Update from Our Local Leaders

Whitfield County Commission Chairman Mike Babb
Mike Babb

What are the top priorities of the Commission?
The top priorities of the county commission continue to be Economic Development/Jobs and dealing with a difficult budget. Unfortunately the top priorities of the commissioners are counterweights to each other.

Economic development and job production involves being “business friendly”. Supporting the elimination of the sales tax on energy used in manufacturing, not enacting the 2% local excise tax on energy, supporting infrastructure development, investing in the development of a new business park, approving 100% Freeport, and the use of tax abatements to support business expansions are all positive pro-business, pro-growth initiatives. The end result of these initiatives will be a vibrant economy and jobs.

The pro-business, pro-growth initiatives put in place for business growth are all negatives to the county treasury due to less tax income and increased bond indebtedness. Add to this the reduced sales tax revenue to the treasury resulting from the recent Local Option Sales Tax Negotiations (an estimated reduction of $3.4 million) and the result is a significant revenue reduction to the county treasury. How do you replace these funds? Just to recoup the $3.4 million reduction from the LOST negotiations would require an increase of $500 million in local sales. This sales increase will not occur overnight.

A majority of the counties along the I-75 corridor in Georgia (16 of 19 counties, 84%) support a penny SPLOST to reduce the pressure on having to seek other ways to fund county projects. The three counties of Whitfield, Fulton, and DeKalb do not have a SPLOST (although Fulton and DeKalb do collect a MARTA tax). The counties of Cobb, Bartow, Gordon, and Catoosa along the corridor north of Atlanta are all using SPLOST collections to give relief to their county budgets. These sister counties of Whitfield in NW Georgia are using SPLOST for roads and bridges, public safety vehicles, recreation improvements, economic development, and retirement of debt. They are able to address these issues without adding to the property tax rate. Whitfield County will have to evaluate the advantage of the lower sales tax rate against what the other NW Georgia counties have accomplished with a higher rate but using the SPLOST to address improvements in their communities.

## Recorded information
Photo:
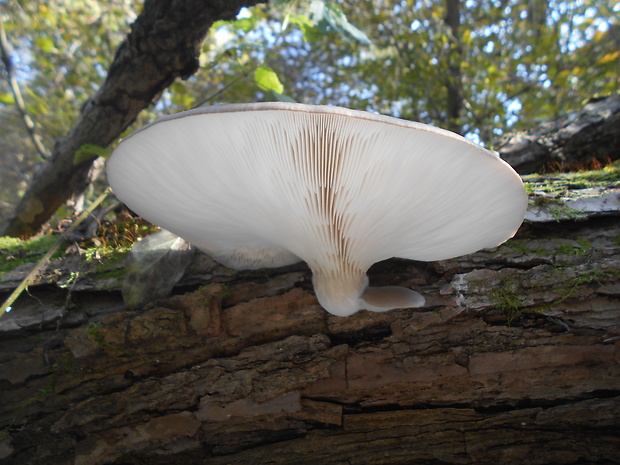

## Requirement
Write the next part of the Whitfield County Commission update, picking up after its final sentence.

## Output of the exercise
The board of commissioners will continue to support economic development and the creation of jobs by private industry. The county will strive to provide services while maintaining one of the lowest Maintenance and Operations millage rates and cost per capita for a county of our size. This goal will be difficult to achieve if other counties continue to have the advantage of SPLOST to give relief to their general budget and property owners while Whitfield County attempts to address county expenditures using only property tax and LOST revenues. Regardless of how much the county expenditures are cut, a SPLOST would still give relief to pressure on the budget and the property owner.

What will the County look like 5-10 years from now because of the efforts of the Commission?
Five to ten years from now the commissioners expect the southern area of the county around Conn. 3 and Carbondale Interchange to be a major job and tax revenue generator with new businesses and business expansions. We expect commercial growth along the north bypass to draw shoppers from Murray County and north Whitfield County. The county budget will continue to be conservative and the county M&O millage rate will be competitive with any county of our size and economic level. Quality of life will be improved due to more jobs, more opportunity, better recreation, and better transportation routes. You will see more parks and trails in the non-municipal areas.

Dalton and Whitfield County will be a great place to live.